Forecast for Hermine
Hermine doesn't have much time over water before it comes ashore, which is a good thing. Hermine is organizing rapidly, and has a shot at reaching hurricane strength before the center moves ashore late tonight, near midnight. Neither the GFDL or HWRF models develop Hermine into a hurricane, but the HWRF model does predict that tropical storm force winds of 39+ mph will affect the coast as far north as Corpus Christi, Texas. Heavy rain will be the main threat from Hermine, though isolated tornadoes may also cause damage, particularly over South Texas. Hermine is expected to accelerate through Central Texas Tuesday and Wednesday, and the storm's rains will help alleviate moderate to severe drought conditions affecting Central Texas.


Figure 1. Early afternoon radar image of Tropical Storm Hermine.

Gaston continues to suffer from dry air
The remains of Tropical Storm Gaston are now approaching the northern Lesser Antilles, and residents can expect a few heavy rain showers and wind gusts up to 40 mph beginning late this afternoon and continuing into the night. A pass from the ASCAT satellite this morning at 9:03 am EDT showed a large region of 25 mph winds on the north side of Gaston's circulation, and these winds will move into the northern Lesser Antilles late this afternoon. Latest radar out of Martinique doesn't show much in the way of heavy rain, and satellite imagery confirms that the thunderstorm activity associated with Gaston's remains is quite sparse. Gaston does have developed a well-organized surface circulation, but not enough heavy thunderstorm activity to be considered a tropical depression. A large amount of dry air surrounds Gaston's remains on all sides, as seen on water vapor satellite loops.


Figure 2. Morning satellite image of the remains of Gaston, approaching the Lesser Antilles Islands.

--

▶ _EXERCISE TASK A_
Return the full storm forecast text above word for word.

▶ _STORED DATA_

--

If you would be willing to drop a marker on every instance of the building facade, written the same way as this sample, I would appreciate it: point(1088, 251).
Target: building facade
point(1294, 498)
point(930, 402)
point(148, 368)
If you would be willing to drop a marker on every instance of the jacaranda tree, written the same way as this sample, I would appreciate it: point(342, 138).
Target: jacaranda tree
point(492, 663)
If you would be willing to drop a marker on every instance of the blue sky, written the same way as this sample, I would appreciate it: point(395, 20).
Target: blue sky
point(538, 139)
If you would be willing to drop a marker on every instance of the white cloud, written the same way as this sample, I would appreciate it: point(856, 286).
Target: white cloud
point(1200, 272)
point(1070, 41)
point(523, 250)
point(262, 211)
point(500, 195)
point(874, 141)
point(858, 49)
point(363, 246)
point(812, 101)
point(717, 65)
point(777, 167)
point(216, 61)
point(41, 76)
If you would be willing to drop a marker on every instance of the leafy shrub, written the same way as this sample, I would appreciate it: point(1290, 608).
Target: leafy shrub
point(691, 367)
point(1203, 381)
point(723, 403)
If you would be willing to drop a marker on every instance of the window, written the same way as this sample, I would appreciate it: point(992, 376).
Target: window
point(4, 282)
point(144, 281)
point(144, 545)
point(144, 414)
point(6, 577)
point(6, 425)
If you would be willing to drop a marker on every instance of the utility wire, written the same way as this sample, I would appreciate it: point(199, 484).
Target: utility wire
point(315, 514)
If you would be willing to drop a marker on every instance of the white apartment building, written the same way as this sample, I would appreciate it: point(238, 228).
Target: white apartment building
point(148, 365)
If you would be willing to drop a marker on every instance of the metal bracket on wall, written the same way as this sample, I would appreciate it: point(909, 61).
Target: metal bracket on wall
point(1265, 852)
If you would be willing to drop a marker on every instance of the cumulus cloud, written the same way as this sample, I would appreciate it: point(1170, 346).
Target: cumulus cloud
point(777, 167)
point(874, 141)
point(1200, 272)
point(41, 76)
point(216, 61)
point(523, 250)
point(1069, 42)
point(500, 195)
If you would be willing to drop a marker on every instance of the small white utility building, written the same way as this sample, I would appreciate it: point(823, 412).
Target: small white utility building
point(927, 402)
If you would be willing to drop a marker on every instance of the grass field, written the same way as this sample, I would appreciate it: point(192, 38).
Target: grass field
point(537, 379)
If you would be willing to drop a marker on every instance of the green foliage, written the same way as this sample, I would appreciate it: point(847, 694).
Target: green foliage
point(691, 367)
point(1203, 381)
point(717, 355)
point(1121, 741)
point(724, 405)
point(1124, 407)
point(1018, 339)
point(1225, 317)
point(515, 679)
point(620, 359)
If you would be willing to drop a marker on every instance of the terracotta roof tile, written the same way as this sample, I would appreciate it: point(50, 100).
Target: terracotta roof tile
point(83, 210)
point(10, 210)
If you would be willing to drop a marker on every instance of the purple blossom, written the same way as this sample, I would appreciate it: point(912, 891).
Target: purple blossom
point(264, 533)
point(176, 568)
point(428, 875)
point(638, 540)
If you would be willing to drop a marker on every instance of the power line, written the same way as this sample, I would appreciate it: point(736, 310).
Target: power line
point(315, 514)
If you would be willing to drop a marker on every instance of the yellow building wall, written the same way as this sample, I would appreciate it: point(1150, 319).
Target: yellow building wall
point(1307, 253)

--

▶ _EXERCISE TASK B_
Please retype the lines of the records without changes, starting at the line that contains "it: point(192, 38)." and ending at the line that contains "point(537, 379)".

▶ _FINISHED ANSWER A_
Forecast for Hermine
Hermine doesn't have much time over water before it comes ashore, which is a good thing. Hermine is organizing rapidly, and has a shot at reaching hurricane strength before the center moves ashore late tonight, near midnight. Neither the GFDL or HWRF models develop Hermine into a hurricane, but the HWRF model does predict that tropical storm force winds of 39+ mph will affect the coast as far north as Corpus Christi, Texas. Heavy rain will be the main threat from Hermine, though isolated tornadoes may also cause damage, particularly over South Texas. Hermine is expected to accelerate through Central Texas Tuesday and Wednesday, and the storm's rains will help alleviate moderate to severe drought conditions affecting Central Texas.


Figure 1. Early afternoon radar image of Tropical Storm Hermine.

Gaston continues to suffer from dry air
The remains of Tropical Storm Gaston are now approaching the northern Lesser Antilles, and residents can expect a few heavy rain showers and wind gusts up to 40 mph beginning late this afternoon and continuing into the night. A pass from the ASCAT satellite this morning at 9:03 am EDT showed a large region of 25 mph winds on the north side of Gaston's circulation, and these winds will move into the northern Lesser Antilles late this afternoon. Latest radar out of Martinique doesn't show much in the way of heavy rain, and satellite imagery confirms that the thunderstorm activity associated with Gaston's remains is quite sparse. Gaston does have developed a well-organized surface circulation, but not enough heavy thunderstorm activity to be considered a tropical depression. A large amount of dry air surrounds Gaston's remains on all sides, as seen on water vapor satellite loops.


Figure 2. Morning satellite image of the remains of Gaston, approaching the Lesser Antilles Islands.

▶ _FINISHED ANSWER B_
If you would be willing to drop a marker on every instance of the grass field, written the same way as this sample, I would appreciate it: point(192, 38).
Target: grass field
point(537, 379)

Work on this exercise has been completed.